▸ **Records supplied**:
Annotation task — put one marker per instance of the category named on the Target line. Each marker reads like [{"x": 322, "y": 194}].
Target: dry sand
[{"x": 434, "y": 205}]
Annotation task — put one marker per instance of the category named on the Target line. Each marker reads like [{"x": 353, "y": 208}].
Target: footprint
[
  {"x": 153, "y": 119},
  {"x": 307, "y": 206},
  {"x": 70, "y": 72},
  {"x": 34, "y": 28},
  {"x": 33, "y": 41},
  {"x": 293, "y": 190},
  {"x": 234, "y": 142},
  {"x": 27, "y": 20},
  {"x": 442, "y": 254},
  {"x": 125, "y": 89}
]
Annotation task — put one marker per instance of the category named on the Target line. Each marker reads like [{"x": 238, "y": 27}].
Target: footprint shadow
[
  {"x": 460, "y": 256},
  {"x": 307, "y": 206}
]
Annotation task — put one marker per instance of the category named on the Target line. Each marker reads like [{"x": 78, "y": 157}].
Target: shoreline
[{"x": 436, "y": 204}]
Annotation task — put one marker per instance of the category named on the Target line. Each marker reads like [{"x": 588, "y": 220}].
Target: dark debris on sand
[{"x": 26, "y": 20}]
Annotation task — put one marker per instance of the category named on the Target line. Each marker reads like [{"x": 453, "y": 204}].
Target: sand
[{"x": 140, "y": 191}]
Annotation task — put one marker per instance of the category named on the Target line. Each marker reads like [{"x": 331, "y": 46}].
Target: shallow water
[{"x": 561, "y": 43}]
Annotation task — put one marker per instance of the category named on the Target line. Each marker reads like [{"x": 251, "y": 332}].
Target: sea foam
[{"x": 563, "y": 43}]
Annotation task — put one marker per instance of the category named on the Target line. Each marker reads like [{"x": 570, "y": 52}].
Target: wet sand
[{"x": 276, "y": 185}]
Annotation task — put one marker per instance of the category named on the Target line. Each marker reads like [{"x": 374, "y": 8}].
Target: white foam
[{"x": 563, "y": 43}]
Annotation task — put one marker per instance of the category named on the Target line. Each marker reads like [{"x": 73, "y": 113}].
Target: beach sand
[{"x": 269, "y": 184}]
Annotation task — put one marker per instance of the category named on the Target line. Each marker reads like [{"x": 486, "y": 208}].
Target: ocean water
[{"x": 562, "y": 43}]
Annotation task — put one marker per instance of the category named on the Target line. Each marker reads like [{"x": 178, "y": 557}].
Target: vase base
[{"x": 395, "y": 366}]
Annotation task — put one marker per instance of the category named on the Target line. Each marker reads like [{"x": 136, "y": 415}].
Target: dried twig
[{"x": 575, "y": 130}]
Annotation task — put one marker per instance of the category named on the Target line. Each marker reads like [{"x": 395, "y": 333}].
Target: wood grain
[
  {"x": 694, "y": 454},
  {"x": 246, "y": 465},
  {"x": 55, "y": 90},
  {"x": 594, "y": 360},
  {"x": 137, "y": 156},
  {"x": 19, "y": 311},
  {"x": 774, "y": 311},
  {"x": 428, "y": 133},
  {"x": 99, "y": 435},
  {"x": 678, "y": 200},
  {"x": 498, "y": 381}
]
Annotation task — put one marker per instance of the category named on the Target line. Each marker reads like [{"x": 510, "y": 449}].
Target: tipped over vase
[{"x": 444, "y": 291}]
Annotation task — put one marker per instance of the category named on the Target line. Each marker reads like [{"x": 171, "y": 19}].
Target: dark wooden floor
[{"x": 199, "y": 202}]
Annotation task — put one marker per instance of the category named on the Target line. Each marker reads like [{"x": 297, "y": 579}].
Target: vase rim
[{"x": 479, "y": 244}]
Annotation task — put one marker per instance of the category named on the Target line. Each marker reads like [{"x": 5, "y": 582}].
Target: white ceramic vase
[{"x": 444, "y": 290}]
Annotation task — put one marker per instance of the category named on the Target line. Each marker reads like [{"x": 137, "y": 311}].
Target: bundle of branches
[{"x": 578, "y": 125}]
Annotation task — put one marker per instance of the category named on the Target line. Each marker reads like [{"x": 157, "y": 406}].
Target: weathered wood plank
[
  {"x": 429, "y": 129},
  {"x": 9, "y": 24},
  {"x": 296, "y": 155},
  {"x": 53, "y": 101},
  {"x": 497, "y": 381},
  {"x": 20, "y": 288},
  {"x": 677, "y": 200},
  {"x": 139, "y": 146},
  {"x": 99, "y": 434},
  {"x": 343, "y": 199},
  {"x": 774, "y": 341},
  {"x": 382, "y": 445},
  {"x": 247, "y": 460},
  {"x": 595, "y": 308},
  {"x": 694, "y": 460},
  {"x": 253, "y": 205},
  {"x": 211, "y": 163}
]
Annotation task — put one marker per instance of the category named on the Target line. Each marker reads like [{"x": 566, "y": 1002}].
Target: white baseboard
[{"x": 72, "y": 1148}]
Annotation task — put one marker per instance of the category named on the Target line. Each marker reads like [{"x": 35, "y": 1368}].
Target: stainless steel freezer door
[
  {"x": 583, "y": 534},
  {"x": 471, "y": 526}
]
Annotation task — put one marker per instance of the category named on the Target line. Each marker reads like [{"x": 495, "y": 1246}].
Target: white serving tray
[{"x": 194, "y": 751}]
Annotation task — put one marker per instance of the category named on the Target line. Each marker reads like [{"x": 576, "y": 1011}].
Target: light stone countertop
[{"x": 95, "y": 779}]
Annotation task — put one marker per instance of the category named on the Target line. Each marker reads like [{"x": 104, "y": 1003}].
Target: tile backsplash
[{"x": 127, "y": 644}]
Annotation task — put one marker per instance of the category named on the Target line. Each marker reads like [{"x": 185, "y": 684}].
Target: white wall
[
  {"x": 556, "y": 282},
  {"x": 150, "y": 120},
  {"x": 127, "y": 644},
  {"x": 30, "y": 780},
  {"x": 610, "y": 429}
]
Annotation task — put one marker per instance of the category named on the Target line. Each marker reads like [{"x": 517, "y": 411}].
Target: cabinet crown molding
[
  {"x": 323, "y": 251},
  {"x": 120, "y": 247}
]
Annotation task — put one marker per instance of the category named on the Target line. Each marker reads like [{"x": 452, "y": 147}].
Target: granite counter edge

▸ **Task prompt**: All the data above should be set down a second time, exactly.

▸ **Exercise response**:
Annotation task — put one marker per instance of the category named on the Target line. Each marker reads like [{"x": 322, "y": 194}].
Target: dry sand
[{"x": 434, "y": 205}]
Annotation task — put one marker per instance of the category named on the Target line. Each marker reads like [{"x": 353, "y": 208}].
Target: footprint
[
  {"x": 153, "y": 119},
  {"x": 307, "y": 206},
  {"x": 70, "y": 72},
  {"x": 34, "y": 28},
  {"x": 33, "y": 41},
  {"x": 293, "y": 190},
  {"x": 234, "y": 142},
  {"x": 27, "y": 20},
  {"x": 442, "y": 254},
  {"x": 125, "y": 89}
]
Annotation task — put one marker per instance of the category named on the Target line. Each marker reads like [{"x": 238, "y": 27}].
Target: footprint shadow
[
  {"x": 460, "y": 256},
  {"x": 307, "y": 206}
]
Annotation task — put one marker per instance of the category named on the Target line. Each marker reads like [{"x": 78, "y": 157}].
Target: shoreline
[{"x": 436, "y": 204}]
Annotation task — put one marker per instance of the category named on the Target line. Each marker reads like [{"x": 588, "y": 220}].
Target: dark debris on sand
[{"x": 26, "y": 20}]
Annotation task — put one marker per instance of the category named on the Target line. Each marker reads like [{"x": 453, "y": 204}].
Target: sand
[{"x": 140, "y": 191}]
Annotation task — put one marker per instance of the category named on the Target line. Each marker reads like [{"x": 331, "y": 46}].
Target: shallow water
[{"x": 561, "y": 43}]
Annotation task — put one marker per instance of the category named on the Target line. Each marker reads like [{"x": 251, "y": 332}].
Target: sea foam
[{"x": 563, "y": 43}]
Annotation task — put one marker per instance of the category named on the Target line. Each marker reads like [{"x": 570, "y": 52}].
Target: wet sand
[{"x": 276, "y": 185}]
Annotation task — put one marker per instance of the category named on the Target line. Each marker reads like [{"x": 374, "y": 8}].
Target: white foam
[{"x": 563, "y": 43}]
Annotation task — put one marker per instance of the category named on the Target line. Each marker reads like [{"x": 73, "y": 113}].
Target: beach sand
[{"x": 269, "y": 184}]
Annotation task — put one marker per instance of the category named on the Target line. Each marker reads like [{"x": 486, "y": 208}].
Target: ocean water
[{"x": 562, "y": 43}]
Annotation task — put one marker per instance of the category named on the Target line. Each marker reads like [{"x": 178, "y": 557}].
Target: vase base
[{"x": 395, "y": 366}]
Annotation task — put one marker per instance of the category named on the Target line. Each marker reads like [{"x": 136, "y": 415}].
Target: dried twig
[{"x": 575, "y": 130}]
Annotation task — put one marker per instance of the category named on the Target line. Each marker reads like [{"x": 395, "y": 333}].
Target: wood grain
[
  {"x": 694, "y": 454},
  {"x": 246, "y": 465},
  {"x": 55, "y": 90},
  {"x": 594, "y": 360},
  {"x": 137, "y": 156},
  {"x": 19, "y": 311},
  {"x": 774, "y": 311},
  {"x": 428, "y": 133},
  {"x": 99, "y": 435},
  {"x": 678, "y": 200},
  {"x": 498, "y": 381}
]
Annotation task — put one marker per instance of the category named on the Target line. Each marker reads like [{"x": 510, "y": 449}].
Target: tipped over vase
[{"x": 444, "y": 291}]
Annotation task — put one marker per instance of the category named on the Target line. Each marker reads like [{"x": 171, "y": 19}].
Target: dark wooden floor
[{"x": 199, "y": 202}]
Annotation task — put one marker per instance of the category named on the Target line. Each marker reads like [{"x": 297, "y": 579}].
Target: vase rim
[{"x": 479, "y": 244}]
Annotation task — put one marker per instance of the category named on the Target line. Each marker reads like [{"x": 5, "y": 582}].
Target: white ceramic vase
[{"x": 444, "y": 290}]
Annotation task — put one marker per instance of the category named on the Target line. Each marker reads like [{"x": 137, "y": 311}].
Target: bundle of branches
[{"x": 578, "y": 125}]
Annotation task — put one marker per instance of the category named on the Target line. Each marker reads like [{"x": 157, "y": 406}].
Target: weathered wood plank
[
  {"x": 429, "y": 129},
  {"x": 9, "y": 24},
  {"x": 296, "y": 155},
  {"x": 53, "y": 101},
  {"x": 497, "y": 381},
  {"x": 20, "y": 288},
  {"x": 677, "y": 200},
  {"x": 139, "y": 146},
  {"x": 99, "y": 434},
  {"x": 343, "y": 199},
  {"x": 774, "y": 341},
  {"x": 382, "y": 445},
  {"x": 247, "y": 460},
  {"x": 595, "y": 308},
  {"x": 694, "y": 460},
  {"x": 253, "y": 205},
  {"x": 211, "y": 163}
]
Annotation task — put one marker per instance of the category named on the Target line. Each marker reads like [{"x": 566, "y": 1002}].
Target: white baseboard
[{"x": 72, "y": 1148}]
Annotation task — put one marker per instance of the category named on the Target line. Each marker reads like [{"x": 35, "y": 1368}].
Target: stainless steel freezer door
[
  {"x": 583, "y": 534},
  {"x": 471, "y": 526}
]
Annotation task — put one marker per instance of the category named on the Target line. Each marker reads like [{"x": 495, "y": 1246}].
Target: white serving tray
[{"x": 194, "y": 751}]
Annotation task — put one marker per instance of the category named on the Target line. Each marker reads like [{"x": 576, "y": 1011}].
Target: light stone countertop
[{"x": 95, "y": 779}]
Annotation task — put one marker per instance of the category named on the Target line. Each marker reads like [{"x": 104, "y": 1003}].
Target: tile backsplash
[{"x": 127, "y": 644}]
Annotation task — put one marker per instance of the category named on the Target line. Each marker reads like [{"x": 185, "y": 684}].
Target: white wall
[
  {"x": 556, "y": 282},
  {"x": 150, "y": 120},
  {"x": 127, "y": 644},
  {"x": 30, "y": 780},
  {"x": 610, "y": 429}
]
Annotation task — put one marker per instance of the category named on the Target line. Each marker reads like [{"x": 517, "y": 411}].
Target: cabinet crown molding
[
  {"x": 323, "y": 251},
  {"x": 120, "y": 247}
]
Annotation task — put one marker per instance of the category named on the Target line. Each marker reads like [{"x": 452, "y": 147}].
Target: granite counter edge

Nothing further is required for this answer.